# Given instruction
Find each line in the records that contains the word "corn" and copy those lines out.

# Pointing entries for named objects
— BEGIN —
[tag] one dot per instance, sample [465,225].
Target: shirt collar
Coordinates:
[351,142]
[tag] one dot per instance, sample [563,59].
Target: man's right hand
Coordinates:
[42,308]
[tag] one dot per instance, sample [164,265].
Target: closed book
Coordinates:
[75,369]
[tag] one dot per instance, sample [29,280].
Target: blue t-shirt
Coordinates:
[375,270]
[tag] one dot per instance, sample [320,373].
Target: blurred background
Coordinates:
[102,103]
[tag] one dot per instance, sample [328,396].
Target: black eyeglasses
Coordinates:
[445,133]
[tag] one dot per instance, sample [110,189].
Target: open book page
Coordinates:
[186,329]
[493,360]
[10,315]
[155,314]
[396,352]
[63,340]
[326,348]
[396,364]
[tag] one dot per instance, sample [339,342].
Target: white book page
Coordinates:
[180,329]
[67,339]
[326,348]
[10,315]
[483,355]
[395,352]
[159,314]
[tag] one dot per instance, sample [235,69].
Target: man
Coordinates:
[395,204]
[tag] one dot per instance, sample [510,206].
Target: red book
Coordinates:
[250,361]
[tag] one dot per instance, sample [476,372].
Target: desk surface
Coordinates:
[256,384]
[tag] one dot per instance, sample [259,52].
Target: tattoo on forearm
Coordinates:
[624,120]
— END —
— BEGIN —
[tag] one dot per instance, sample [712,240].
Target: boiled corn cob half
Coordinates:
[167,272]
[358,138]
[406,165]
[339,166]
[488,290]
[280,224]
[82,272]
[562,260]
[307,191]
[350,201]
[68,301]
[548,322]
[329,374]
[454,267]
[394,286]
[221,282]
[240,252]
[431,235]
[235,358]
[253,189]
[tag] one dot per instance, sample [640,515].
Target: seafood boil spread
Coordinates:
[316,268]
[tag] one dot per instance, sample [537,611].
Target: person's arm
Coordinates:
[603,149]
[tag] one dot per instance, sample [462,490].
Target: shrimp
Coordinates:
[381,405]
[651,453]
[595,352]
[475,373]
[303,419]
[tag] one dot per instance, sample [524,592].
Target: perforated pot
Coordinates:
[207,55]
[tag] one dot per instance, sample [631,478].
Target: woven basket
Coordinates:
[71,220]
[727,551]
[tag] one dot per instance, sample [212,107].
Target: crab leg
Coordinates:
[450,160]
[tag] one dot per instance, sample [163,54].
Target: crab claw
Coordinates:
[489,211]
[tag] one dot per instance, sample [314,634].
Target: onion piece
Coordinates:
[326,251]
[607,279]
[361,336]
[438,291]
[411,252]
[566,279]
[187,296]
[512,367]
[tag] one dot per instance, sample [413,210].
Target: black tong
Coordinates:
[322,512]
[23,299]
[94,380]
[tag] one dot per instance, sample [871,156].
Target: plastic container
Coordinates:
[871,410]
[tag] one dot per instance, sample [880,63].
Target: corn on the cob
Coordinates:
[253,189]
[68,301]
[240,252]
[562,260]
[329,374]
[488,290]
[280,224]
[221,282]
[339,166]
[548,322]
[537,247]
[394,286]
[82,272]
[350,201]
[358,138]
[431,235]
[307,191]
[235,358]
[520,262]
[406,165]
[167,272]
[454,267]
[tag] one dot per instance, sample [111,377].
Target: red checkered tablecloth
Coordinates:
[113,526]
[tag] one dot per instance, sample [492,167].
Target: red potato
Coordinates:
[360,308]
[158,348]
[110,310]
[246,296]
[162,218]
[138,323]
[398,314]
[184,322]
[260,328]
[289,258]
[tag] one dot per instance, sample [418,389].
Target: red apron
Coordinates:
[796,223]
— END —
# Complete response
Target: boiled corn cob half
Target: corn on the cob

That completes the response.